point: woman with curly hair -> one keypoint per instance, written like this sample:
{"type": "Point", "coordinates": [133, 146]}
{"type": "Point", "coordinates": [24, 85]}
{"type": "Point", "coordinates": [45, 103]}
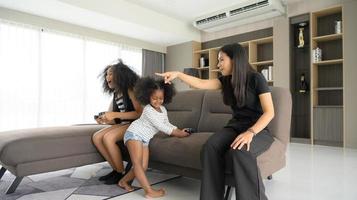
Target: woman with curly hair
{"type": "Point", "coordinates": [153, 94]}
{"type": "Point", "coordinates": [119, 80]}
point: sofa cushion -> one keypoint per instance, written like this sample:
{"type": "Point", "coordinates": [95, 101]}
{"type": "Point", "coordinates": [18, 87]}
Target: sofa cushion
{"type": "Point", "coordinates": [215, 114]}
{"type": "Point", "coordinates": [185, 109]}
{"type": "Point", "coordinates": [37, 144]}
{"type": "Point", "coordinates": [183, 152]}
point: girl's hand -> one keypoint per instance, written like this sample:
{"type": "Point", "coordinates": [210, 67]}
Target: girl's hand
{"type": "Point", "coordinates": [168, 76]}
{"type": "Point", "coordinates": [179, 133]}
{"type": "Point", "coordinates": [242, 139]}
{"type": "Point", "coordinates": [108, 116]}
{"type": "Point", "coordinates": [99, 120]}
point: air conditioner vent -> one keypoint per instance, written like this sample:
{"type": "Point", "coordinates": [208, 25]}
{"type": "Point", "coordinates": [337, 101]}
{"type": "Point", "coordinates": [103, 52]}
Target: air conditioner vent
{"type": "Point", "coordinates": [249, 7]}
{"type": "Point", "coordinates": [211, 19]}
{"type": "Point", "coordinates": [243, 13]}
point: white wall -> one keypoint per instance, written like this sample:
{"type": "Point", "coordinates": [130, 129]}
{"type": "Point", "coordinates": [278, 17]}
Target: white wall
{"type": "Point", "coordinates": [24, 18]}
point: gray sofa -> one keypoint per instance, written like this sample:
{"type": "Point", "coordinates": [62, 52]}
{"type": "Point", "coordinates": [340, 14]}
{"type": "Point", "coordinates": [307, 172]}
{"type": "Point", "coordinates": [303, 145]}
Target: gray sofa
{"type": "Point", "coordinates": [32, 151]}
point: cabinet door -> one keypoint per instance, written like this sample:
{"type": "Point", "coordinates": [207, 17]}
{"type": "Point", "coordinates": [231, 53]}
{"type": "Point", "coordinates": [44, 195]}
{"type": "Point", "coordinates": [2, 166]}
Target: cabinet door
{"type": "Point", "coordinates": [328, 125]}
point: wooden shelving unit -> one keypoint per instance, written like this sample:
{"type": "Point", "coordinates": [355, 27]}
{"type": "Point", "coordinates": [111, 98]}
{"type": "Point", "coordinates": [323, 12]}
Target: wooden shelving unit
{"type": "Point", "coordinates": [327, 79]}
{"type": "Point", "coordinates": [260, 54]}
{"type": "Point", "coordinates": [300, 65]}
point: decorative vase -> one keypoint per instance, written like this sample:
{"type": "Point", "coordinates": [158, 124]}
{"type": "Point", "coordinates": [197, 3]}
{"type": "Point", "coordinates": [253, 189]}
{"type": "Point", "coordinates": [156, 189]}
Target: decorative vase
{"type": "Point", "coordinates": [301, 35]}
{"type": "Point", "coordinates": [338, 27]}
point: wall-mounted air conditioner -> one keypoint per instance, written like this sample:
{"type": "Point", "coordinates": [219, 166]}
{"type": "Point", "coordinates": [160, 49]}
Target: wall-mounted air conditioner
{"type": "Point", "coordinates": [248, 12]}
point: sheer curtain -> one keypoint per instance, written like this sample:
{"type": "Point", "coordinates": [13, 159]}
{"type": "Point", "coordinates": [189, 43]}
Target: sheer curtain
{"type": "Point", "coordinates": [19, 76]}
{"type": "Point", "coordinates": [51, 79]}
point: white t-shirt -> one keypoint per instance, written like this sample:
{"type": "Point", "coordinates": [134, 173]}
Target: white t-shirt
{"type": "Point", "coordinates": [151, 122]}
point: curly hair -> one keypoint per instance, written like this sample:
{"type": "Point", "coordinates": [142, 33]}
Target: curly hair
{"type": "Point", "coordinates": [123, 77]}
{"type": "Point", "coordinates": [145, 87]}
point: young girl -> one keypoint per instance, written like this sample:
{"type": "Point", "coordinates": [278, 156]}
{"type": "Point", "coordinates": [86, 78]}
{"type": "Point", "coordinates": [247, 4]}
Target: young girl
{"type": "Point", "coordinates": [153, 94]}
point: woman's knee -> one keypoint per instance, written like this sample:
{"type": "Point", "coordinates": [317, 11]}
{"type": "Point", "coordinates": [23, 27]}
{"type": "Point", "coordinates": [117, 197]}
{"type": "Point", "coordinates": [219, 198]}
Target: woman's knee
{"type": "Point", "coordinates": [238, 154]}
{"type": "Point", "coordinates": [97, 137]}
{"type": "Point", "coordinates": [109, 139]}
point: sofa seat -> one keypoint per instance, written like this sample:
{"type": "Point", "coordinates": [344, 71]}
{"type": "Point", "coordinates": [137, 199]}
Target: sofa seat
{"type": "Point", "coordinates": [183, 152]}
{"type": "Point", "coordinates": [39, 144]}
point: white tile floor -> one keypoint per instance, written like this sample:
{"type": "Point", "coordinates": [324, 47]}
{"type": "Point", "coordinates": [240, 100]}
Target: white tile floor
{"type": "Point", "coordinates": [312, 173]}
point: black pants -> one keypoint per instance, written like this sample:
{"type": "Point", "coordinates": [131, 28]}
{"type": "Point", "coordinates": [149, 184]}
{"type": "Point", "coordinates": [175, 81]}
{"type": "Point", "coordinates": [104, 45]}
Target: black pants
{"type": "Point", "coordinates": [248, 182]}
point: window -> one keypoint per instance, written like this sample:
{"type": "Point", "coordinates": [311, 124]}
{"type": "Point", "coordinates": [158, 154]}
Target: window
{"type": "Point", "coordinates": [52, 79]}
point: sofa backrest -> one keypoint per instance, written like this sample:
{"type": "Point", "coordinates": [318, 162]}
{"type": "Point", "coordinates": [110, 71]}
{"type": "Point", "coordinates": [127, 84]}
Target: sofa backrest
{"type": "Point", "coordinates": [215, 114]}
{"type": "Point", "coordinates": [185, 109]}
{"type": "Point", "coordinates": [205, 111]}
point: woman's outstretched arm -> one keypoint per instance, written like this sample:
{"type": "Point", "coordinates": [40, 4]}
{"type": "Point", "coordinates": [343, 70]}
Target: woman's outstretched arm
{"type": "Point", "coordinates": [211, 84]}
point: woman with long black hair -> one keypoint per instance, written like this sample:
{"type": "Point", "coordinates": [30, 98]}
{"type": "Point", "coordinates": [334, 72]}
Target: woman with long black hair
{"type": "Point", "coordinates": [245, 136]}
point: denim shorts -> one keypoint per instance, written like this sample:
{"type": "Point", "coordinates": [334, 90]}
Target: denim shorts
{"type": "Point", "coordinates": [132, 136]}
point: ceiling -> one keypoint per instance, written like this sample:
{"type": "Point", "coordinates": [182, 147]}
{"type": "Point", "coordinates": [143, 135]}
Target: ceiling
{"type": "Point", "coordinates": [161, 22]}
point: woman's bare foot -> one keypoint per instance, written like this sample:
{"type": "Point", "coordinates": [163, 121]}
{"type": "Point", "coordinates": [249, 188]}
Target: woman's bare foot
{"type": "Point", "coordinates": [125, 186]}
{"type": "Point", "coordinates": [152, 193]}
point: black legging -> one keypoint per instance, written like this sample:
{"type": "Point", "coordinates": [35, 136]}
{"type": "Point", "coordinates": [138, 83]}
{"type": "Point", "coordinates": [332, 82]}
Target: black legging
{"type": "Point", "coordinates": [248, 182]}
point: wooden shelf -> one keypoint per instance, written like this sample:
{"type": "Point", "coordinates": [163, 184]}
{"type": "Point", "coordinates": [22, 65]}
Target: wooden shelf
{"type": "Point", "coordinates": [327, 11]}
{"type": "Point", "coordinates": [204, 51]}
{"type": "Point", "coordinates": [244, 44]}
{"type": "Point", "coordinates": [267, 62]}
{"type": "Point", "coordinates": [215, 70]}
{"type": "Point", "coordinates": [263, 40]}
{"type": "Point", "coordinates": [327, 37]}
{"type": "Point", "coordinates": [202, 68]}
{"type": "Point", "coordinates": [257, 49]}
{"type": "Point", "coordinates": [328, 88]}
{"type": "Point", "coordinates": [329, 62]}
{"type": "Point", "coordinates": [328, 106]}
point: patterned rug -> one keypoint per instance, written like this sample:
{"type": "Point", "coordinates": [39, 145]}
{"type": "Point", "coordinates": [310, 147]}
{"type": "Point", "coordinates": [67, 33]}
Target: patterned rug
{"type": "Point", "coordinates": [62, 184]}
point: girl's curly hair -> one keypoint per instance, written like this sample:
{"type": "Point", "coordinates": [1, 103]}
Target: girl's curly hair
{"type": "Point", "coordinates": [145, 87]}
{"type": "Point", "coordinates": [123, 77]}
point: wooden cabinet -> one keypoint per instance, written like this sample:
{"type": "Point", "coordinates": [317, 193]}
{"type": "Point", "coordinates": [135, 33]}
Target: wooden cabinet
{"type": "Point", "coordinates": [327, 77]}
{"type": "Point", "coordinates": [300, 69]}
{"type": "Point", "coordinates": [260, 54]}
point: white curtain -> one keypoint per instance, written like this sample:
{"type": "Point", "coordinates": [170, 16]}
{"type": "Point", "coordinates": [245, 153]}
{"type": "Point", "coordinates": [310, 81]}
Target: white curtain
{"type": "Point", "coordinates": [19, 77]}
{"type": "Point", "coordinates": [51, 79]}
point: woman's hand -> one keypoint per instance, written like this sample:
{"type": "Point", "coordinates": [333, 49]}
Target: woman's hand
{"type": "Point", "coordinates": [108, 116]}
{"type": "Point", "coordinates": [168, 76]}
{"type": "Point", "coordinates": [243, 139]}
{"type": "Point", "coordinates": [179, 133]}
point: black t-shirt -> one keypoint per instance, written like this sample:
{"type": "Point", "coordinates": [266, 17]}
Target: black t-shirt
{"type": "Point", "coordinates": [247, 115]}
{"type": "Point", "coordinates": [122, 104]}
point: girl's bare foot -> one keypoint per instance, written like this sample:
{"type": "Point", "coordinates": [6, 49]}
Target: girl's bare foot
{"type": "Point", "coordinates": [125, 186]}
{"type": "Point", "coordinates": [152, 193]}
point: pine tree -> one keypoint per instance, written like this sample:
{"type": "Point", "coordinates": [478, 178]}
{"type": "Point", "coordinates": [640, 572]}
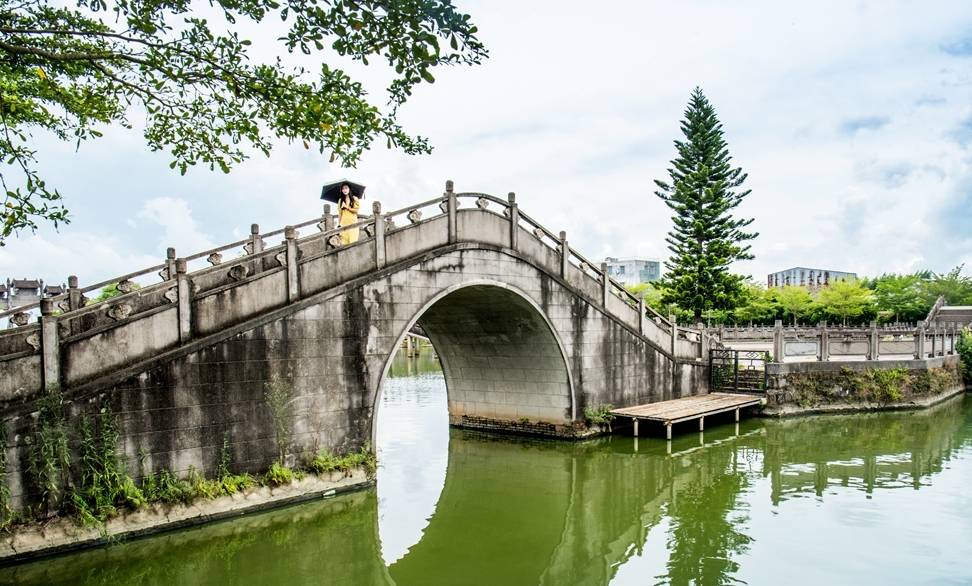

● **PROBLEM**
Recast the lines from the line containing "point: woman's hand" through the last of the rows above as a Markdown table with the columns "No." and "Line", numbering each line in order. Omit blank lines and any pictures.

● **TASK ANSWER**
| No. | Line |
|---|---|
| 1 | point: woman's hand -> one keypoint per instance, written like this sample: |
| 2 | {"type": "Point", "coordinates": [333, 49]} |
| 3 | Target: woman's hand |
| 4 | {"type": "Point", "coordinates": [108, 116]} |
| 5 | {"type": "Point", "coordinates": [168, 76]} |
| 6 | {"type": "Point", "coordinates": [243, 139]} |
| 7 | {"type": "Point", "coordinates": [179, 133]} |
| 8 | point: black t-shirt -> one keypoint per instance, written like this sample: |
| 9 | {"type": "Point", "coordinates": [266, 17]} |
| 10 | Target: black t-shirt |
| 11 | {"type": "Point", "coordinates": [247, 115]} |
| 12 | {"type": "Point", "coordinates": [122, 104]} |
| 13 | point: girl's bare foot -> one keypoint per instance, written like this sample: |
| 14 | {"type": "Point", "coordinates": [6, 49]} |
| 15 | Target: girl's bare foot |
| 16 | {"type": "Point", "coordinates": [125, 186]} |
| 17 | {"type": "Point", "coordinates": [152, 193]} |
| 18 | point: pine tree -> one keypoint per instance, written like this sample: |
| 19 | {"type": "Point", "coordinates": [478, 178]} |
| 20 | {"type": "Point", "coordinates": [640, 572]} |